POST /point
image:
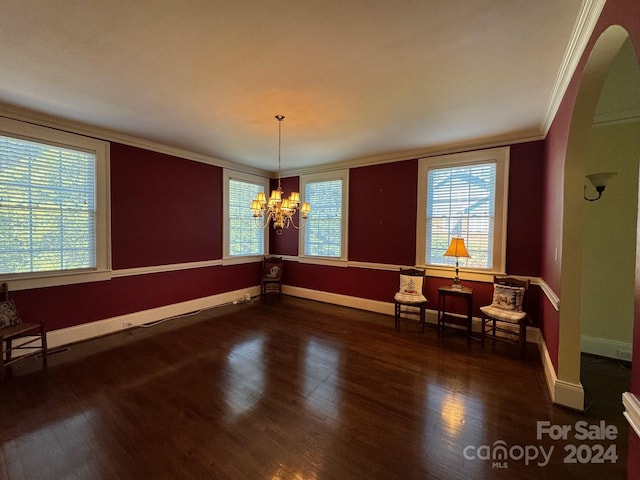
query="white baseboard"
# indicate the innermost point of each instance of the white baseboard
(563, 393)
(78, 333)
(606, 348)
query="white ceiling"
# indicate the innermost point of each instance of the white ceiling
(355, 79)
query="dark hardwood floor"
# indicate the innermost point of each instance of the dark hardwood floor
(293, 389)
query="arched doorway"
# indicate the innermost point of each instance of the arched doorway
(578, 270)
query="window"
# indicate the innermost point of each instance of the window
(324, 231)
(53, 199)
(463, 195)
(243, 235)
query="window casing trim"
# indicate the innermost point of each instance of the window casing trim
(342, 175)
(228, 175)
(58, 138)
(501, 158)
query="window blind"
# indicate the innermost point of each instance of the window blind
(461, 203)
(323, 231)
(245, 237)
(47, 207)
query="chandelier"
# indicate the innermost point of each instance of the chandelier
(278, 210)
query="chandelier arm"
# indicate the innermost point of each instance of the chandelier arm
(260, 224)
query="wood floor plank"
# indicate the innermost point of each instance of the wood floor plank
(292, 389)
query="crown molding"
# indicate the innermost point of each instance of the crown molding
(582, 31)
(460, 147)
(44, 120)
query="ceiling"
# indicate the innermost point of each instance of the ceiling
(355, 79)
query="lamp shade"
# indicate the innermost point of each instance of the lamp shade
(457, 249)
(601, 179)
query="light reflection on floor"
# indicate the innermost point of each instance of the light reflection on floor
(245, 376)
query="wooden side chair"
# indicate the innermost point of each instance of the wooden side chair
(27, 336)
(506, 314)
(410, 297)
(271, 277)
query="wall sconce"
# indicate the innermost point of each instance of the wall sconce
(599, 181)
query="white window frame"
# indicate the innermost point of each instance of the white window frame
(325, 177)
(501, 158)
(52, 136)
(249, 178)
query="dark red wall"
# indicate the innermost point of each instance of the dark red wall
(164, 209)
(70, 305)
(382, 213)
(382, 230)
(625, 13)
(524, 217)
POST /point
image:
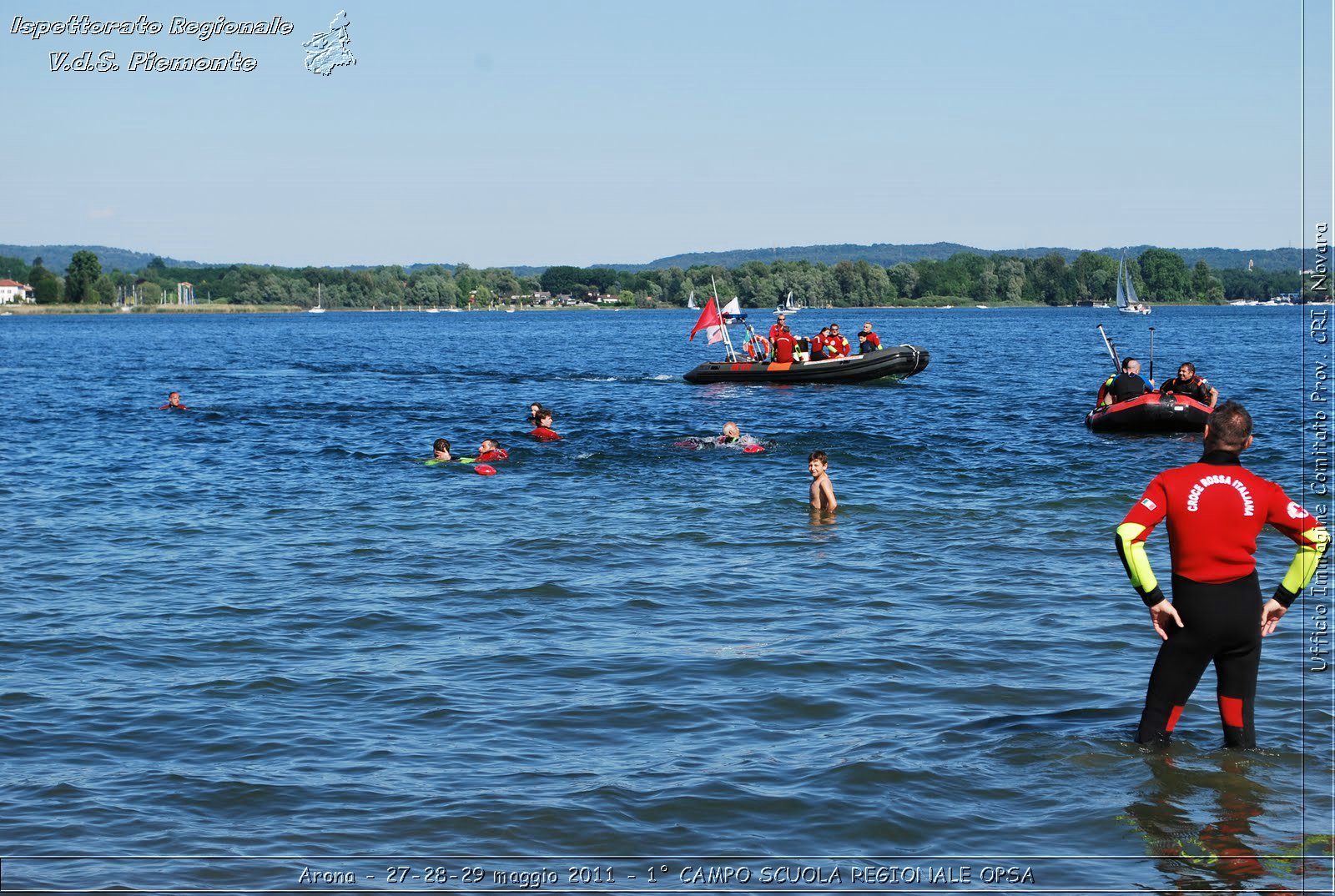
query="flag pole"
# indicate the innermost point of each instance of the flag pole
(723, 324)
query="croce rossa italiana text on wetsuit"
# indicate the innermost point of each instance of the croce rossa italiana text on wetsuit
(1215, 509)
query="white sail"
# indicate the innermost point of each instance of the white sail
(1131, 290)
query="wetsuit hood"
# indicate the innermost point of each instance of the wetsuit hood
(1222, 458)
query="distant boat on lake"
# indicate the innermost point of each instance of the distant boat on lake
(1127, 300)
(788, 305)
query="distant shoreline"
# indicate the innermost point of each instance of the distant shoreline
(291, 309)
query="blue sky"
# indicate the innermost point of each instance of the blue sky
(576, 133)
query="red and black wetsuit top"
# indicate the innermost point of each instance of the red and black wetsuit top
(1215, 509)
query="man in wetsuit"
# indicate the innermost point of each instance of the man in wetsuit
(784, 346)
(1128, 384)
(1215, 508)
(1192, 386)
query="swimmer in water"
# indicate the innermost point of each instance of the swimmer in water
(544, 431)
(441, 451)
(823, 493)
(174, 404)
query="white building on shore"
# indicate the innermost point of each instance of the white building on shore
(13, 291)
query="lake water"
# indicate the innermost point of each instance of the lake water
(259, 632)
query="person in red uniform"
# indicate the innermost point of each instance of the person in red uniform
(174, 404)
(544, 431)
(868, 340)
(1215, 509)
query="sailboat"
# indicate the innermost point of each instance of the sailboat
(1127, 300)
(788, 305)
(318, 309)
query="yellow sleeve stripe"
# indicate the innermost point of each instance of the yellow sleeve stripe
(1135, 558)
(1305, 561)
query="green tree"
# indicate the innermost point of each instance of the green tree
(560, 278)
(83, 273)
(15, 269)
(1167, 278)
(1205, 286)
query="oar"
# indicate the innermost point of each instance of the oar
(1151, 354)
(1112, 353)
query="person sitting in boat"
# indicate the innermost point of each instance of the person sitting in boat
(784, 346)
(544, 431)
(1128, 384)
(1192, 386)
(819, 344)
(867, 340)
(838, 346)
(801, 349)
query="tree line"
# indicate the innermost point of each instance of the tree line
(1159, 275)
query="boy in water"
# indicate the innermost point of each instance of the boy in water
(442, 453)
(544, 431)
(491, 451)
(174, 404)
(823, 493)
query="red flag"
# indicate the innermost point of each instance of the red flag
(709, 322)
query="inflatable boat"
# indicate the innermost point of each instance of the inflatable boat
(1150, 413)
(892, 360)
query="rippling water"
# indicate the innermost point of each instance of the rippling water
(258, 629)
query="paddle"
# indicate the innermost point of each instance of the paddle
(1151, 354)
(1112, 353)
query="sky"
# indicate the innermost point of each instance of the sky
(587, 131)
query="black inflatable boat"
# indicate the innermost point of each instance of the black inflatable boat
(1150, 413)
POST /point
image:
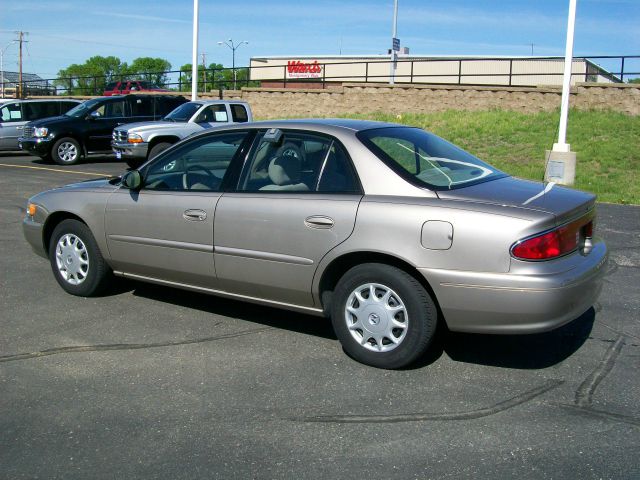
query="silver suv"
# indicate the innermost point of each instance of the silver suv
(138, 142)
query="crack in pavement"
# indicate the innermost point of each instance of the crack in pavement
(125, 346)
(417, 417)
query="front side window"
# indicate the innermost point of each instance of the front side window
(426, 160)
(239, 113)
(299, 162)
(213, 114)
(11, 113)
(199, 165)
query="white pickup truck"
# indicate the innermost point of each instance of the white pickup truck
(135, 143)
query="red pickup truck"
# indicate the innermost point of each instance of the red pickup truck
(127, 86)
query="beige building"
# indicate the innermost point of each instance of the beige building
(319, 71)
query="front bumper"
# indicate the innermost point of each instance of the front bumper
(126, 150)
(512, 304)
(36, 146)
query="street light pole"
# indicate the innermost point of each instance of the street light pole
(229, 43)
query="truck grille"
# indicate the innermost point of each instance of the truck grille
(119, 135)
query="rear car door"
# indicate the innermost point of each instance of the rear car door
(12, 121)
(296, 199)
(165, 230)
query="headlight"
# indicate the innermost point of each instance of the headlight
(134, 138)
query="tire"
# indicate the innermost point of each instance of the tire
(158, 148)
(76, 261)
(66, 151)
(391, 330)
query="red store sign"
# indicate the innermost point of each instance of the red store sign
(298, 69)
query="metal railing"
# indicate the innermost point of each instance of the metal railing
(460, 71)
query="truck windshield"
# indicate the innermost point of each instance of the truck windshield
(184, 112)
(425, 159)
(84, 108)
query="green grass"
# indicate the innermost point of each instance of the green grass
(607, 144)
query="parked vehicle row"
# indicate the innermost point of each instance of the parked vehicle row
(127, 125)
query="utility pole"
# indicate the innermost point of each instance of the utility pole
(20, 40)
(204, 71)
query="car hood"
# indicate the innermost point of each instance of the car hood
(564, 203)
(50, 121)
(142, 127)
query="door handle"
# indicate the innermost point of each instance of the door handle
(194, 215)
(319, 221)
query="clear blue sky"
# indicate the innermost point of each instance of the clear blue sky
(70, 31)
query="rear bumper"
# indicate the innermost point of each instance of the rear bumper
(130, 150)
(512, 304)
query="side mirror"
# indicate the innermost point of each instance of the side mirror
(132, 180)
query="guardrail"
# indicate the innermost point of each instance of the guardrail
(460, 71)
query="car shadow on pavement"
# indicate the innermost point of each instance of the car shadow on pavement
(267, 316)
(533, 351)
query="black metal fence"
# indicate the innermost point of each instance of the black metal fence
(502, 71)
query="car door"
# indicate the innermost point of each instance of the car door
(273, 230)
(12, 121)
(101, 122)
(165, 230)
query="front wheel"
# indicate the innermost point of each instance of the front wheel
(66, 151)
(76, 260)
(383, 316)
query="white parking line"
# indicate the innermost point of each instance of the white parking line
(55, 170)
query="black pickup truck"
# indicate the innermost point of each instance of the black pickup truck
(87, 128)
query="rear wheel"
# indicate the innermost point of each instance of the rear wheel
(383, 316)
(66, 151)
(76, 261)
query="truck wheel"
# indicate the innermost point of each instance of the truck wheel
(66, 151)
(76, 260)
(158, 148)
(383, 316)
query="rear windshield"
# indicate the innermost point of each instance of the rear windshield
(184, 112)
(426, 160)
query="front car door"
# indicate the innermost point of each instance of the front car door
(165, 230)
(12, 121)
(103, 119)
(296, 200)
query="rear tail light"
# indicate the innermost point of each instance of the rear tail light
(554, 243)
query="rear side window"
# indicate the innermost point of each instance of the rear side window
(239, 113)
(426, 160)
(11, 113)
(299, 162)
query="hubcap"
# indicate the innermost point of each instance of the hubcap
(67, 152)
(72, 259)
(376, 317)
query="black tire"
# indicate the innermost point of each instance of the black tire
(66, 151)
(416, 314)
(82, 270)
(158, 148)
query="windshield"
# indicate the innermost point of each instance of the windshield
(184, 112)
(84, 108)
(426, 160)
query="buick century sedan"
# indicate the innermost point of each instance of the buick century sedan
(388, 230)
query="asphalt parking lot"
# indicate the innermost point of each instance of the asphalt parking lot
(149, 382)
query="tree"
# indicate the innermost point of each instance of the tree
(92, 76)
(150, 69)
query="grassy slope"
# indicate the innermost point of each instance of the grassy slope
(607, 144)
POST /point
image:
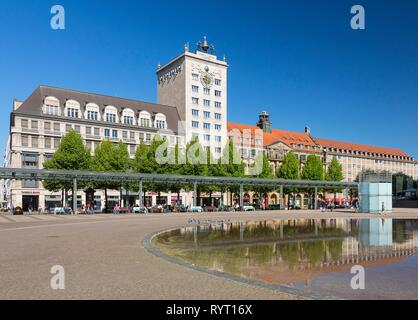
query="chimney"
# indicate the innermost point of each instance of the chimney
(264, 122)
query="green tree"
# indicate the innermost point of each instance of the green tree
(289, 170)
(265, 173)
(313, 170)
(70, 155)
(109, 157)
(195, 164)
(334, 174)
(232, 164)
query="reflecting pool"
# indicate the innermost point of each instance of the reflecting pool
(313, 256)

= = = = = = =

**Problem**
List every line above that contains the string "person". Case counts, so a match must have the same capitalization.

**Written reply**
query="person in red uniform"
# indicate the innermost point of each instance of the person in red uniform
query="person sitting in boat"
# indicate the innermost point of each instance of the person sitting in boat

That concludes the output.